[Problem statement]
Substitute "image" for "photograph" wherever it occurs in the listing below, reproducing the listing otherwise unchanged. Leave the pictures out of your answer.
— START Material supplied —
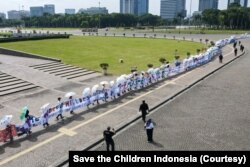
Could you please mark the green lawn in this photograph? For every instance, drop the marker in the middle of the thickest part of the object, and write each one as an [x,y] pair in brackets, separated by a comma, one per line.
[51,29]
[89,52]
[183,31]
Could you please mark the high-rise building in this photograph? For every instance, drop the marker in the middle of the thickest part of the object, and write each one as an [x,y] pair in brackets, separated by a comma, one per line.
[172,8]
[14,15]
[136,7]
[36,11]
[70,11]
[94,10]
[2,15]
[49,8]
[24,13]
[241,2]
[208,4]
[17,15]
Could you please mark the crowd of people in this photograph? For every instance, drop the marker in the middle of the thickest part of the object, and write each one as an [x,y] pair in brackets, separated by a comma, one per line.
— END Material supplied —
[Task output]
Could you please mark the green lawn in this image? For every instance, drop the marker in the middle of the thickest part of the object, and write each one as an [x,y] pair in brackets, separated by a comma, one per line.
[51,29]
[89,52]
[183,31]
Could you please mark the high-rise building in this image? For every instance, drop the marker in the middle of the thickest part of the object, and write each one as an [x,y] pair in brackets, separated by a comma, one per line.
[172,8]
[14,15]
[136,7]
[36,11]
[70,11]
[94,10]
[2,15]
[49,8]
[24,13]
[241,2]
[208,4]
[17,15]
Could you please mark the crowd of people in this image? For every instance, drop the marker in the middle of the thickest part of the object, and write each one as an [x,y] pair in brackets, separated by a comma, one per line.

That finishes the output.